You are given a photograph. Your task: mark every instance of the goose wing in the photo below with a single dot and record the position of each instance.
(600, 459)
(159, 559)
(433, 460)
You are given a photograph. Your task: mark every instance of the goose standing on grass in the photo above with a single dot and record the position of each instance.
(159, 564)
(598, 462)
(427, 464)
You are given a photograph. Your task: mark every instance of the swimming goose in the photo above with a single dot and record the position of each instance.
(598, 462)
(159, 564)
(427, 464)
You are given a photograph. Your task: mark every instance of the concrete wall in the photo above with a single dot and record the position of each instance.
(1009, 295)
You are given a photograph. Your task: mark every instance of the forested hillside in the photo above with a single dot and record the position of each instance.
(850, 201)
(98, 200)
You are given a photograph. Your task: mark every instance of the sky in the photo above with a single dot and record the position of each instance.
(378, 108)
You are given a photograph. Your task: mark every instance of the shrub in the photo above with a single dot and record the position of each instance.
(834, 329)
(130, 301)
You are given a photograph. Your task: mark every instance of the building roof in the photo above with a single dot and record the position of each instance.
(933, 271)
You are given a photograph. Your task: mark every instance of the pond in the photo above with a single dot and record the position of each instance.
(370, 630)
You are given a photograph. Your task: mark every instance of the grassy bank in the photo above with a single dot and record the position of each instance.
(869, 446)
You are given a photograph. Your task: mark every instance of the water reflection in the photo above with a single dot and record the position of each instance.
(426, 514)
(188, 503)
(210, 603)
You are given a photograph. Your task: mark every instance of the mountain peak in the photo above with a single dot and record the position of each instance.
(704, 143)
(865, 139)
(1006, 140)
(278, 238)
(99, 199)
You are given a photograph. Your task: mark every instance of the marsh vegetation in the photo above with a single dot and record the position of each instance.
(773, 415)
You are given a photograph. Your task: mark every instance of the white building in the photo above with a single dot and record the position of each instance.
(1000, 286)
+ + + +
Reproduce exactly the lines from the one with "of the concrete" through the end of the entries above, both ends included.

TASK ANSWER
You are given a photograph. Your task: mark every instance of the concrete wall in the photo above with a single dot and record the position of each instance.
(1009, 295)
You are given a photograph. Your task: mark every instance of the forested hillside in the photo above with a single dot and record the position of each instance.
(850, 201)
(98, 200)
You are given a photograph. Your task: mark every instance of the sky in the photo above with a single dot and record the position of each instance.
(378, 108)
You are given a photograph. Your task: mark every instance of the shrub in the photo above with a single dot and record the position of each instance.
(834, 329)
(130, 301)
You are given a photograph. Your task: mark every instance of the building roof in the photo above with a single dot and record the position of each instance.
(933, 271)
You are given a photograph. Your task: mark every instance of the pond in the photo above with a single dot and record the position of each instance.
(370, 630)
You are given a photograph. Your task: mark every instance of the grassy bank in the photo above with a single dot and record the position of each instance.
(869, 446)
You are given a photograph. Your task: mark every instance of the water reflection in the photo above with a single dot and record the position of each instance.
(426, 514)
(188, 503)
(210, 603)
You are given a photograph. Your task: mark every instance of the mountain peak in the photo above with a single dot and record the position of each instance.
(704, 143)
(865, 139)
(1006, 140)
(278, 238)
(99, 199)
You are given a photograph. Your task: mark every instance of the marsh vegetation in the photo above with a single dot and record the position of each instance.
(773, 415)
You are given a photograph. Your task: mark every instance of the white building in the photo above with a single dot and record the position of each instance.
(1000, 286)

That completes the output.